(Exercise instructions)
Pull out every line of the entries below that contains the word "calm", matching case exactly.
## start Dataset records
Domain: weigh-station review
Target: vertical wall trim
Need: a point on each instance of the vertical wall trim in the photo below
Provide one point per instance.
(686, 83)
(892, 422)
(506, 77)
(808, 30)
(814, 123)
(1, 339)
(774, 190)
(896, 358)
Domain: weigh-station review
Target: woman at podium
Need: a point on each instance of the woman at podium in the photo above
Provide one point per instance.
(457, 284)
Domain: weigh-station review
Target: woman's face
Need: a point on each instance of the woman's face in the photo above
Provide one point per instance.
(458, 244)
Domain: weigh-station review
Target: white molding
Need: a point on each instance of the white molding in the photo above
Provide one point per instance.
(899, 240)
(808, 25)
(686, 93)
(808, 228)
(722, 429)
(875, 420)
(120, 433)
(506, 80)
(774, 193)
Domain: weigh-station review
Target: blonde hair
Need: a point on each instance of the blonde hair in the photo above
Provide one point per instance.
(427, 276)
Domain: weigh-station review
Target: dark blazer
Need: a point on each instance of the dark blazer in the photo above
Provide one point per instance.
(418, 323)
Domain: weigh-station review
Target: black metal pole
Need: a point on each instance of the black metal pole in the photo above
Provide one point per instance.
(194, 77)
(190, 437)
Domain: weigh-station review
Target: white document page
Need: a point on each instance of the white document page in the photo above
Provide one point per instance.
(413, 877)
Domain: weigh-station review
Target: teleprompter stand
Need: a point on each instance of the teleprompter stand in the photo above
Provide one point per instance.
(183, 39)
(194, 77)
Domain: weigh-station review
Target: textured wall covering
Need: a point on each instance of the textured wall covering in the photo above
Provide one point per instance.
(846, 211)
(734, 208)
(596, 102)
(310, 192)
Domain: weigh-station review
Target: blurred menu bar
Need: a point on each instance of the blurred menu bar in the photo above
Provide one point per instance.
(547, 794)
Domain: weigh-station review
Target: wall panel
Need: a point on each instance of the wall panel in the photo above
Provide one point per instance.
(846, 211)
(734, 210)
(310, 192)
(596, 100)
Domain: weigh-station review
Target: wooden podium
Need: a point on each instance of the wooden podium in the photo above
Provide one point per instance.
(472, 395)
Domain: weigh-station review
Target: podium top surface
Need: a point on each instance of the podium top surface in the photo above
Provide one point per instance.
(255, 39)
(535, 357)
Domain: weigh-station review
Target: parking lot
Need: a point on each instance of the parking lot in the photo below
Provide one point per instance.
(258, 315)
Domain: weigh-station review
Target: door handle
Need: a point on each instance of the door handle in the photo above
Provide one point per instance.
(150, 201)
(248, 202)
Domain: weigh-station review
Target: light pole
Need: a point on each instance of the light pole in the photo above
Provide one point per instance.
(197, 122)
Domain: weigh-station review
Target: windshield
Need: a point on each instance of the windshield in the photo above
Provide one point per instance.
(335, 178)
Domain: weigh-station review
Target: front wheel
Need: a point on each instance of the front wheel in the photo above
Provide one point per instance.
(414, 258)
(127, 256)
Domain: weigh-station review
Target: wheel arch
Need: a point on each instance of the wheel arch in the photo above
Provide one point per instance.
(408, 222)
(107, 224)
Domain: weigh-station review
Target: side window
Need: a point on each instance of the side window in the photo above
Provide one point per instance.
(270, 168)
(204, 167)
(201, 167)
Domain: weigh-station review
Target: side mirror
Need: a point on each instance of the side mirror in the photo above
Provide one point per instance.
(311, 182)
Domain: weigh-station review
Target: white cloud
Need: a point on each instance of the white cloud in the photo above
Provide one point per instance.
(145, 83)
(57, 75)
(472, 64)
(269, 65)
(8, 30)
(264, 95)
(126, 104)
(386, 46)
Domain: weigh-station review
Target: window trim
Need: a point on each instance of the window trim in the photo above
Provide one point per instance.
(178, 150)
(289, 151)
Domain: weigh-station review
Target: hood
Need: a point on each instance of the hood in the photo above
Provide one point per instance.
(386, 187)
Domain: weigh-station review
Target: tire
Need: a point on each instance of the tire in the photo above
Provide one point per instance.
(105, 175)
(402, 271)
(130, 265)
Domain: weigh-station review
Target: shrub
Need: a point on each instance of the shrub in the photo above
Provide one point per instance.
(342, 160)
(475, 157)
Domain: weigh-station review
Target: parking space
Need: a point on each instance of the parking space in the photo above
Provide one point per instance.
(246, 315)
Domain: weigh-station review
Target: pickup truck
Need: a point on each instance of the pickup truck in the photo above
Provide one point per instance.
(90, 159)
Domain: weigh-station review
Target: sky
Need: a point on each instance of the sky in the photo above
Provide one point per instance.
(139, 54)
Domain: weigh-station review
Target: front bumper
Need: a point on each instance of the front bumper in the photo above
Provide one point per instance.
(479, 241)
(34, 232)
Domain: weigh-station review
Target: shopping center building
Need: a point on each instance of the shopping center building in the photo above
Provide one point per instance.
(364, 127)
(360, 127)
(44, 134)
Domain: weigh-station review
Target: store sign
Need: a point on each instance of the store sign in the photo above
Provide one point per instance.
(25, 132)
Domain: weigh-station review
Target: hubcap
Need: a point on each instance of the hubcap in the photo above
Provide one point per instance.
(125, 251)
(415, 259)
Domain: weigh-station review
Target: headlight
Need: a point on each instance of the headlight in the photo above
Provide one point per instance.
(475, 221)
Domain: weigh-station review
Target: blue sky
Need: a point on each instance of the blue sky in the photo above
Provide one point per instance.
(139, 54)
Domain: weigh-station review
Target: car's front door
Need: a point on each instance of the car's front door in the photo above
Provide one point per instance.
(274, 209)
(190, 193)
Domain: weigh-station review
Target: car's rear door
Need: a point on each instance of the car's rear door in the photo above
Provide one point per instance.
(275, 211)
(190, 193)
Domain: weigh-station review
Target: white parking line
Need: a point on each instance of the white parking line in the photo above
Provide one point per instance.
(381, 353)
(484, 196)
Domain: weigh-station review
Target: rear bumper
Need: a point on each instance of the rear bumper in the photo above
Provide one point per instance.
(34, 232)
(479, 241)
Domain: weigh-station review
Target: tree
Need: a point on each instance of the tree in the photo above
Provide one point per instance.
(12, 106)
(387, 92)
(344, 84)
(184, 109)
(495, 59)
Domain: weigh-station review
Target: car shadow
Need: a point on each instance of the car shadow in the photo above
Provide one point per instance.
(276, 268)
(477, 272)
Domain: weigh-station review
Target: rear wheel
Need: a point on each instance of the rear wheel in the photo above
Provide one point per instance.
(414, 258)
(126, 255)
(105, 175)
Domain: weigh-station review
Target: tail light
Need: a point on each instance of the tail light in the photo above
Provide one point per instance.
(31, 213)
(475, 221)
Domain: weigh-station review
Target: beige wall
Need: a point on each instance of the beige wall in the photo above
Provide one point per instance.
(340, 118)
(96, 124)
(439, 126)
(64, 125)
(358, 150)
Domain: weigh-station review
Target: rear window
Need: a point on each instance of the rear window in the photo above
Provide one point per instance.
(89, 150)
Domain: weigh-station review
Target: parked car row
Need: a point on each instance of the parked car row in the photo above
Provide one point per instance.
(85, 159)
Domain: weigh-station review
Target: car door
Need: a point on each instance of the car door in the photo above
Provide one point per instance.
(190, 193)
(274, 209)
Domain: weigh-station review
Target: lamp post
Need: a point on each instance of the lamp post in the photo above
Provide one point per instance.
## end Dataset records
## start Dataset records
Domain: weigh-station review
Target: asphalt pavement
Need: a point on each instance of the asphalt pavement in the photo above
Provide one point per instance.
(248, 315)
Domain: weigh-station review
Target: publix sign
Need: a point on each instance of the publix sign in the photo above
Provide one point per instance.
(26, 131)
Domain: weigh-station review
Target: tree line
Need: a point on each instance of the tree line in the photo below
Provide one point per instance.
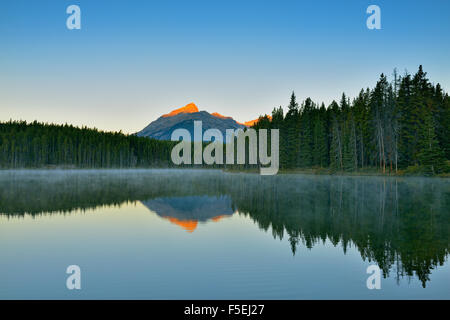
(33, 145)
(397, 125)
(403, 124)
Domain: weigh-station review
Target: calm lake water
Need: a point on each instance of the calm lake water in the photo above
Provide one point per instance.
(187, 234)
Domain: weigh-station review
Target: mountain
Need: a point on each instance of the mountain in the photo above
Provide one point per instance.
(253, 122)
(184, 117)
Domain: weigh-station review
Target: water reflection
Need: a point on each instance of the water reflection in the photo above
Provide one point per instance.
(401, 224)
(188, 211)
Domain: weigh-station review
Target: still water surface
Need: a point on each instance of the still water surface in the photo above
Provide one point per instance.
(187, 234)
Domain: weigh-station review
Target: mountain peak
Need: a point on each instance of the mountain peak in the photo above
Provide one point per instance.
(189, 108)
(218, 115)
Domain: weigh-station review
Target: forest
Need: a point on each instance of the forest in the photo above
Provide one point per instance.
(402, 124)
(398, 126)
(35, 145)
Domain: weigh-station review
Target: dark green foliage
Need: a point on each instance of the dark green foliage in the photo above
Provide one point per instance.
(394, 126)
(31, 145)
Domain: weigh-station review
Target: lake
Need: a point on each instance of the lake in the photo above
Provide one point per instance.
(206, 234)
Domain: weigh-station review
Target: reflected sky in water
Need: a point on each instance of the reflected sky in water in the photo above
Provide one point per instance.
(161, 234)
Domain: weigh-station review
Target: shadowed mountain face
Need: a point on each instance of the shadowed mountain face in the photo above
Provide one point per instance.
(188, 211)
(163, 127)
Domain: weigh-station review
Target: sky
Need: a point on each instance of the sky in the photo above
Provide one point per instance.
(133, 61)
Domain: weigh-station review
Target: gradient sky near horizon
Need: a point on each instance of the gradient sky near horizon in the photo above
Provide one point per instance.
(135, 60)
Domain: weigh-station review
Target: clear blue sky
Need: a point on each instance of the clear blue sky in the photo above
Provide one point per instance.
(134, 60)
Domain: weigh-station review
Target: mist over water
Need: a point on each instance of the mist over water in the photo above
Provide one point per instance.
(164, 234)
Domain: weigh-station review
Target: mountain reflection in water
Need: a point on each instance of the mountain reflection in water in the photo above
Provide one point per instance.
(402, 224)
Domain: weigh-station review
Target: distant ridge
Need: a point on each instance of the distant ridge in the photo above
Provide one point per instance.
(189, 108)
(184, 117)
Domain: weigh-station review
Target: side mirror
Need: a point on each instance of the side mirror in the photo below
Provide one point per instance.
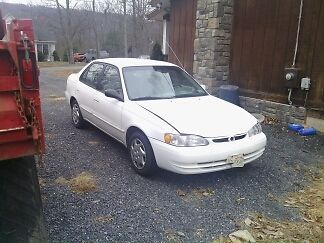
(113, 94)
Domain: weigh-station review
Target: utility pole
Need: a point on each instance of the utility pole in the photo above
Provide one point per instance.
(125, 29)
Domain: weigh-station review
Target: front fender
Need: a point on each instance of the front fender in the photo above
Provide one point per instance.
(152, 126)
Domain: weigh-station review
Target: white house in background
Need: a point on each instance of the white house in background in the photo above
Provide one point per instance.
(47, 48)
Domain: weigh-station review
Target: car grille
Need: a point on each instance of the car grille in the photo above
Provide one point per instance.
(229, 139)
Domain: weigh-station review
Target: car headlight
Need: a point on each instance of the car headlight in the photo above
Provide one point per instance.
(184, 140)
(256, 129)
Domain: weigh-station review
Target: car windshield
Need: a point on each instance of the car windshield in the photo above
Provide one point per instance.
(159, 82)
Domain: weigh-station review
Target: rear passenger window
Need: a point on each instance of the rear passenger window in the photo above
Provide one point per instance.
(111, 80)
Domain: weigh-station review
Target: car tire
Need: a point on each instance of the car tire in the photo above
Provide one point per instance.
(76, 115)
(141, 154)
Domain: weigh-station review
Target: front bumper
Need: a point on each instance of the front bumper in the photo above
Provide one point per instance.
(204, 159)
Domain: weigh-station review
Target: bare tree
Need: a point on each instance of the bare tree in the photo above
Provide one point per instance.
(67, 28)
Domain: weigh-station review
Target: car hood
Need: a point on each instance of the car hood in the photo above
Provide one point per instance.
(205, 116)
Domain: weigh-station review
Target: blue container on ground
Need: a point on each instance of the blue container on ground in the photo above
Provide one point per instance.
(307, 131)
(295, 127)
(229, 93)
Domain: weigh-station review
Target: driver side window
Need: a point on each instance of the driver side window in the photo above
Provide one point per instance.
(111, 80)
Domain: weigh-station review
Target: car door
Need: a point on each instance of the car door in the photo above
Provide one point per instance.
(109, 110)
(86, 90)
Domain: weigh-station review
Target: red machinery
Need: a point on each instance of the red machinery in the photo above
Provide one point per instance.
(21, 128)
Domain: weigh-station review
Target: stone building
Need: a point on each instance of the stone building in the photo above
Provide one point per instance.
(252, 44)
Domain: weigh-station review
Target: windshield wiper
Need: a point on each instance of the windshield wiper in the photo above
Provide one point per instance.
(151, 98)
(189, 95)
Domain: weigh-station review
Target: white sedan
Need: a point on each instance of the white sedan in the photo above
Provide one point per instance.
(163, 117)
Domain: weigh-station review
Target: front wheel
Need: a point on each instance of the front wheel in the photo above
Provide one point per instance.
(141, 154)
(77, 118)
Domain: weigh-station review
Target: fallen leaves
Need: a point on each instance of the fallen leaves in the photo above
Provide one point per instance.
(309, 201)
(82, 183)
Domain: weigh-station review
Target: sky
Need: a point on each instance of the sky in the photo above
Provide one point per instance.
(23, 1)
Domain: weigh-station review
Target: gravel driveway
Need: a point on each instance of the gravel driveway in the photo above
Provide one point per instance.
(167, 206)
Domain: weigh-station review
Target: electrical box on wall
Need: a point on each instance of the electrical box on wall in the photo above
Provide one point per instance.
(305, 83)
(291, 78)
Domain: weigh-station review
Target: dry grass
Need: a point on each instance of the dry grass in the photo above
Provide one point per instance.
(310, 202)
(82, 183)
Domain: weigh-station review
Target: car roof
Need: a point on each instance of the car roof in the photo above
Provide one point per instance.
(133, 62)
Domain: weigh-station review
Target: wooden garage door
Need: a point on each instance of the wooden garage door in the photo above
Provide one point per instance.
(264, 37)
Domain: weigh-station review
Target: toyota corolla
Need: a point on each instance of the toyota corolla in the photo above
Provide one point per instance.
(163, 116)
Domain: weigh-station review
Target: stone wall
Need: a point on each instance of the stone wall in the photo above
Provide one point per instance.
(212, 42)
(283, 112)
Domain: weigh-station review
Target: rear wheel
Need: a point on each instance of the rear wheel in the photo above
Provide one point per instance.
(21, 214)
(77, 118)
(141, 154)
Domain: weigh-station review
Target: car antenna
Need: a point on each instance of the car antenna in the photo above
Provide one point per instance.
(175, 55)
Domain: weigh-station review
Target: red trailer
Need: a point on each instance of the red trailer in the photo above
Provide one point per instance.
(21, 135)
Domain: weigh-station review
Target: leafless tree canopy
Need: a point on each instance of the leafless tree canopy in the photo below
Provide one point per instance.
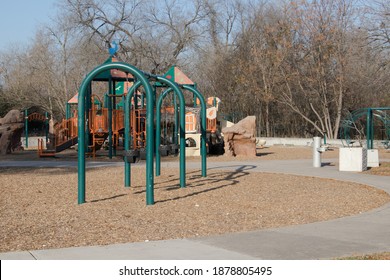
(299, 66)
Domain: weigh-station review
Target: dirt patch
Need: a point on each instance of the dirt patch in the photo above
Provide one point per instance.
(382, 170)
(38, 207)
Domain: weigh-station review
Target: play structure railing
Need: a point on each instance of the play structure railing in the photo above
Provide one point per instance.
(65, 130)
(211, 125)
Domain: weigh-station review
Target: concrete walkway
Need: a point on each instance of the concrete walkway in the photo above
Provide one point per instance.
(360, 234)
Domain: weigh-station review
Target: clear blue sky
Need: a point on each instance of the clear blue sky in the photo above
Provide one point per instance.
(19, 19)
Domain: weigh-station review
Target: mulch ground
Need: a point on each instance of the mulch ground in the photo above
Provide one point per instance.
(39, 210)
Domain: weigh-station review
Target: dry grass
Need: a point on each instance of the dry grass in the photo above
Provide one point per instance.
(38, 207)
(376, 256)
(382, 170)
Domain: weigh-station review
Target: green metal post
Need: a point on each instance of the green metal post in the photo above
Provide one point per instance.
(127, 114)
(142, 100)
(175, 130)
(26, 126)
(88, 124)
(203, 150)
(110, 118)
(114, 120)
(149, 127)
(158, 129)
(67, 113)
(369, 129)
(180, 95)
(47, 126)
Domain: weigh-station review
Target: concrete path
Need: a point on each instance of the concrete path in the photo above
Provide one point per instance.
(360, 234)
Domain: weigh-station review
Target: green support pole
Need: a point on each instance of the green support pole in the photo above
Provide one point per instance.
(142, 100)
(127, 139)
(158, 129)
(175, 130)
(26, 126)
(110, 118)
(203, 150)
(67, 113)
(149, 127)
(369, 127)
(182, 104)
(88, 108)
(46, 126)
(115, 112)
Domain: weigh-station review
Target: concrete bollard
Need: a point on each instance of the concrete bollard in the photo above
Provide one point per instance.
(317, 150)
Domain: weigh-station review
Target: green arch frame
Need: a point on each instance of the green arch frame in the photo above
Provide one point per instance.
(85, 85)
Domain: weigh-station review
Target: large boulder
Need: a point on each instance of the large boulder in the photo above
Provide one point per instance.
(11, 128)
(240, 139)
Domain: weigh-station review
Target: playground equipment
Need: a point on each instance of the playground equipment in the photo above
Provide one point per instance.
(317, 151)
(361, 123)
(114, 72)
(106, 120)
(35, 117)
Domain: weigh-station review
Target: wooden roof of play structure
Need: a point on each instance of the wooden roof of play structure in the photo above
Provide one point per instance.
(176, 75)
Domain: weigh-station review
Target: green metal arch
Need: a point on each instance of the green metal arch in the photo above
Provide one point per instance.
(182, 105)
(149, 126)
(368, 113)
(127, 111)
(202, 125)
## end Dataset records
## start Dataset records
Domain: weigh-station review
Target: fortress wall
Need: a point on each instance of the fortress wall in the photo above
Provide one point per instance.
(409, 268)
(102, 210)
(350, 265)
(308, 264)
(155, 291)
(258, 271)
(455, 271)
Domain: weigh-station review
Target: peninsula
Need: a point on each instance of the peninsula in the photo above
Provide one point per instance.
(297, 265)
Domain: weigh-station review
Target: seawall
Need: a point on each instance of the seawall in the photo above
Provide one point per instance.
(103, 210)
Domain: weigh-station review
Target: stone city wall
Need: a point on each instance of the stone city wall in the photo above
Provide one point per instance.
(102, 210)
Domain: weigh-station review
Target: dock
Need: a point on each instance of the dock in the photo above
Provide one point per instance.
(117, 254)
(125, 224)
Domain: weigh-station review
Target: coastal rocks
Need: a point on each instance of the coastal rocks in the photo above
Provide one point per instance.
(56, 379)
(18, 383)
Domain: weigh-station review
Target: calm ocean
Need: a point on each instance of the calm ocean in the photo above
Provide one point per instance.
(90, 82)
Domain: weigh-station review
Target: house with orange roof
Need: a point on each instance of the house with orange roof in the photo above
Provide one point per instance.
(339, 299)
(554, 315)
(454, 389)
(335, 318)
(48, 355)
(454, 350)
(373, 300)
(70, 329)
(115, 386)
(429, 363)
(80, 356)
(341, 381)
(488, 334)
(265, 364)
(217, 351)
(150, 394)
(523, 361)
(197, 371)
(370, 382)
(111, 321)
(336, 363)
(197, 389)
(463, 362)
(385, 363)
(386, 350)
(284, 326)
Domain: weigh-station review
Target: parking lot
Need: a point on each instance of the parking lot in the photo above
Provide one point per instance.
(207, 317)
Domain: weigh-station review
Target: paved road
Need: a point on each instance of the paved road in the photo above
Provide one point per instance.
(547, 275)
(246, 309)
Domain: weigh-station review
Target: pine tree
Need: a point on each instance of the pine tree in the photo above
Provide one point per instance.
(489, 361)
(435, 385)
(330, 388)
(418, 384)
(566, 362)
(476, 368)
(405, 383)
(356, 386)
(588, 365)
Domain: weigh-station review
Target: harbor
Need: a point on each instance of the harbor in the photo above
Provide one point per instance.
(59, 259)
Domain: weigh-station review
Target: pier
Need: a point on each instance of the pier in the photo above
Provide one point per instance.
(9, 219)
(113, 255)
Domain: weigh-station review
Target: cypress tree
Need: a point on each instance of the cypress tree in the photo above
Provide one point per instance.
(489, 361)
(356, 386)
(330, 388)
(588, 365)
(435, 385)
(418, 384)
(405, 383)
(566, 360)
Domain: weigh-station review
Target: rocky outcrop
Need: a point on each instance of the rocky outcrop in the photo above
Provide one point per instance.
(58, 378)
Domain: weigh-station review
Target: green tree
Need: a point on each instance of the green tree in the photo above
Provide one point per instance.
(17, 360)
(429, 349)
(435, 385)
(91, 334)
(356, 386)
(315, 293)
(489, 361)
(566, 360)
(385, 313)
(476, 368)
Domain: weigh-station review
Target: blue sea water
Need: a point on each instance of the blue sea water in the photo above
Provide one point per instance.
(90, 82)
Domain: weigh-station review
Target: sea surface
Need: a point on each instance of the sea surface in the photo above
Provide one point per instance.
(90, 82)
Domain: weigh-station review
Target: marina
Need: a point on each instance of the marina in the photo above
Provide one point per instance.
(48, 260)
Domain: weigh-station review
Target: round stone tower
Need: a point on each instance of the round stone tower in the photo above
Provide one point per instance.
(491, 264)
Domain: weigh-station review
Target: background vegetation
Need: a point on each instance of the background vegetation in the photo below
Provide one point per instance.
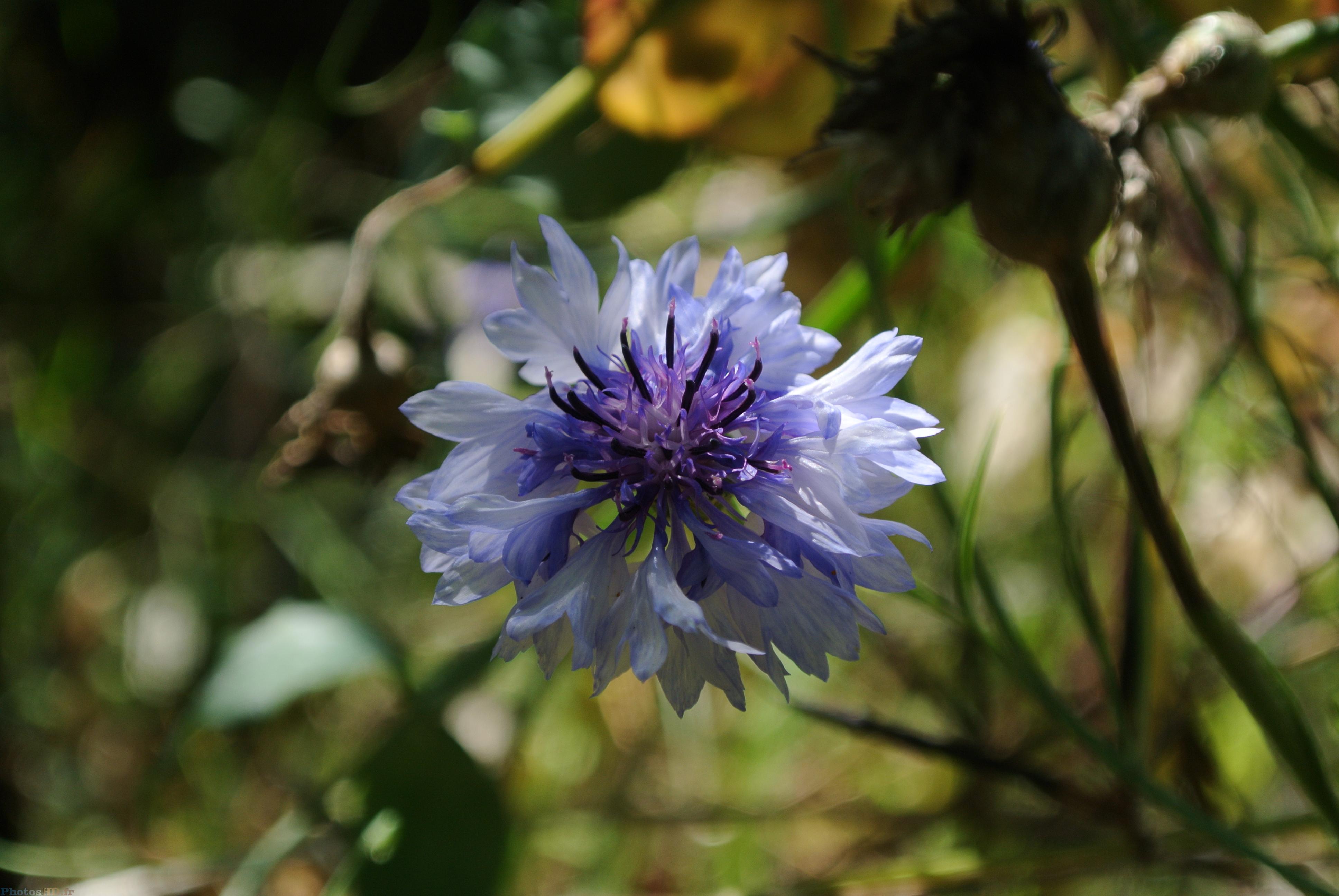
## end Dataset records
(Completed exercise)
Target: calm lake water
Need: a point on each instance of the calm lake water in the photo above
Target: calm ocean
Need: a point on each instance of the calm ocean in the photo above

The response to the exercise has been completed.